**Consigna**:
Devuelve, por favor, todo lo que va desde "La ya indisimulable" hasta "en su seno." en el fragmento de más abajo sobre la ruptura en el Frente de Todos, copiado sin ningún cambio.

**Fragmento seleccionado**:

La ya indisimulable ruptura producida en la cúpula del gobierno nacional entre Alberto Fernández y Cristina Kirchner ha arrastrado al Frente de Todos (FdT) a un estado de ebullición inimaginable que no hace más que expresar las distintas (y hasta contradictorias) visiones que coexisten en su seno.
Una fractura expuesta con claridad hace unos días con la votación del acuerdo con el Fondo Monetario Internacional (FMI) en el Congreso, en el que el Presidente no sólo debió recurrir a los votos de la oposición para validar la gestión de su ministro de Hacienda, Martín Guzmán, sino también para evitar un default. Pero no es la única desavenencia. Ni es nueva.
Lo cierto es que tanta tensión, asumida y reconocida tanto desde el albertismo como desde el cristinismo, no ha hecho más que poner en entredicho la continuidad institucional de una pelea que involucra nada más ni nada menos que al Presidente de la Nación y su vice, en virtud de lo que pueden ser los dos años de gobierno que todavía le restan a Fernández con semejante bomba de tiempo activada.

**Datos proporcionados**:
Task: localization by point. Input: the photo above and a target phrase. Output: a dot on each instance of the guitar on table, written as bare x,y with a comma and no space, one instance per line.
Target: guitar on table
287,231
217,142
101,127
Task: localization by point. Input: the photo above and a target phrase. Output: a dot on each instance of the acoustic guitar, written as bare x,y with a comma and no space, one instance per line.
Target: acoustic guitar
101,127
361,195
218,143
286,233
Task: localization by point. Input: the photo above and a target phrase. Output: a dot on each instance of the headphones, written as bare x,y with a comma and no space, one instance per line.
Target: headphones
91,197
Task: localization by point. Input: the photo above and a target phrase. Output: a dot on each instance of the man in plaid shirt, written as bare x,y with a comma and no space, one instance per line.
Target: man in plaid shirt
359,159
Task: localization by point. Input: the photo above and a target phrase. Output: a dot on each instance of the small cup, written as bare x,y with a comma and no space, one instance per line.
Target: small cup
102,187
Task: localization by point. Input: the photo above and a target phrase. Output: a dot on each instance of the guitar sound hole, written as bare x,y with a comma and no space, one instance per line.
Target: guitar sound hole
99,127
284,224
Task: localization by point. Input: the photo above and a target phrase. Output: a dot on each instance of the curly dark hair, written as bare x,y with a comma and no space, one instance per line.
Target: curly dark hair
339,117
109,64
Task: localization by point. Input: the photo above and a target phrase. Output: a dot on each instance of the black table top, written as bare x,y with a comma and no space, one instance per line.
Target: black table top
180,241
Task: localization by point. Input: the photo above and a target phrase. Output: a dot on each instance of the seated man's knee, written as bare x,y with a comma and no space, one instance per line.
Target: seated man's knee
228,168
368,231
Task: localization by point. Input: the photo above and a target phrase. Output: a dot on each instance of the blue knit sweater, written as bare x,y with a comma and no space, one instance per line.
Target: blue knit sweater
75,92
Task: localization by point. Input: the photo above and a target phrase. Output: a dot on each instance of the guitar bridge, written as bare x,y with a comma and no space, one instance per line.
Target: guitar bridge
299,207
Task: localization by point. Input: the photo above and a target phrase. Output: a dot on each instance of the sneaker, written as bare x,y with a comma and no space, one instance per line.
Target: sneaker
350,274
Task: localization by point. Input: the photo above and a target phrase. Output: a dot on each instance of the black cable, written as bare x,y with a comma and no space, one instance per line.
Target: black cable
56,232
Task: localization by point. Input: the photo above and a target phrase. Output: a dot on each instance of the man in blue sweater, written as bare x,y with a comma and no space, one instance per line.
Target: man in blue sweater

**Respuesta**:
La ya indisimulable ruptura producida en la cúpula del gobierno nacional entre Alberto Fernández y Cristina Kirchner ha arrastrado al Frente de Todos (FdT) a un estado de ebullición inimaginable que no hace más que expresar las distintas (y hasta contradictorias) visiones que coexisten en su seno.